Copy the passage on canon law exactly, beginning at the words "Ainsi dit l’ancien" and stopping after "sur ce point.".

:: Text ::

Ainsi dit l’ancien rituel romain suivi par de nombreux rituels provinciaux. Toutefois, certain théologiens, s’appuyant sur Aristote, distinguaient si un homme or une femme avait eu commerce avec une bête; dans le premier cas, le monstre issue d’un tel accouplement devait être baptisé sous condition car c’était peut-être un homme; il ne pouvait l’être dans le second cas, car il n’en était certainement pas un. Depuis qu’on ne croit plus à la fécondité de telles unions, le Droit Canon a été modifié sur ce point.

This is what’s said by the ancient Roman ritual, followed by many provincial rituals. However, certain theologians, relying on Aristotle, distinguished between whether a man or a woman had had “commerce” with a beast; in the first case, the monster issued from such a coupling should be baptized conditionally because it was perhaps a human; it couldn’t be so in the second case, as it was certainly not human. Since the fertility of such unions is no longer believed in, Canon Law has been modified on this point.

He cites Lucius Ferraris, Bibliotheca canonica, ed. Bucceroni (Rome, 1885), volume I, p. 499. Unfortunately, I’m having some trouble tracking down the appropriate passage. However, thanks to the dubious gift of Google Books, I did find this, which speaks of a certain “Tractatus de Baptismo,” which considers a “monstrum genitum ex muliere et bruto, tum etiam ex viro et bruto femella, quod Auctor ibi possibile ponit, per nos impossibile praedicari.” There’s science again, stepping in our fun. Since my school skimps on research money, and since the online PL has recently stopped being useful (the baleful hand of Migne chills us even now), and since I’m honestly too busy to write this post, I can’t track this down any further, at least right now (although Suzanne Magnanini’s treatment of monstrous generation might be useful). But maybe you know something? Or maybe you’re just amused by an odd legal tidbit.

:::
:: Dataset records ::

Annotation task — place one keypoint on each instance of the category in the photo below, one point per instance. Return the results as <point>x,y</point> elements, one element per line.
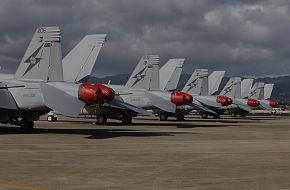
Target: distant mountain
<point>281,90</point>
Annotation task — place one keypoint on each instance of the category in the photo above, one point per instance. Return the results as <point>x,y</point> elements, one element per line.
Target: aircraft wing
<point>60,101</point>
<point>199,106</point>
<point>123,105</point>
<point>265,106</point>
<point>242,104</point>
<point>207,101</point>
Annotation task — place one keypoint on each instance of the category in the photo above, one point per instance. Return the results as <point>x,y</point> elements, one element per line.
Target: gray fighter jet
<point>38,85</point>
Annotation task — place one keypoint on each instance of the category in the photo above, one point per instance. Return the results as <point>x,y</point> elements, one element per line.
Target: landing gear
<point>26,125</point>
<point>217,116</point>
<point>101,119</point>
<point>163,117</point>
<point>126,120</point>
<point>51,118</point>
<point>204,115</point>
<point>243,115</point>
<point>180,118</point>
<point>233,114</point>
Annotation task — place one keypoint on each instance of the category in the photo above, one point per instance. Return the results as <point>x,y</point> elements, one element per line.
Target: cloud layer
<point>243,37</point>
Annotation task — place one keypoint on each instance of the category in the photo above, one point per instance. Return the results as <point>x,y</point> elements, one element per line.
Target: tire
<point>163,117</point>
<point>243,115</point>
<point>180,118</point>
<point>204,115</point>
<point>217,116</point>
<point>54,119</point>
<point>27,125</point>
<point>50,118</point>
<point>127,120</point>
<point>101,119</point>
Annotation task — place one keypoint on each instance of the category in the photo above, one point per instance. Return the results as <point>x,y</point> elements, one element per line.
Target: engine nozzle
<point>253,102</point>
<point>224,100</point>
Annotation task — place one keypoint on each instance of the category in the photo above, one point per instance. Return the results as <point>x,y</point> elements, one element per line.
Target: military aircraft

:::

◆ **Finished answer**:
Ainsi dit l’ancien rituel romain suivi par de nombreux rituels provinciaux. Toutefois, certain théologiens, s’appuyant sur Aristote, distinguaient si un homme or une femme avait eu commerce avec une bête; dans le premier cas, le monstre issue d’un tel accouplement devait être baptisé sous condition car c’était peut-être un homme; il ne pouvait l’être dans le second cas, car il n’en était certainement pas un. Depuis qu’on ne croit plus à la fécondité de telles unions, le Droit Canon a été modifié sur ce point.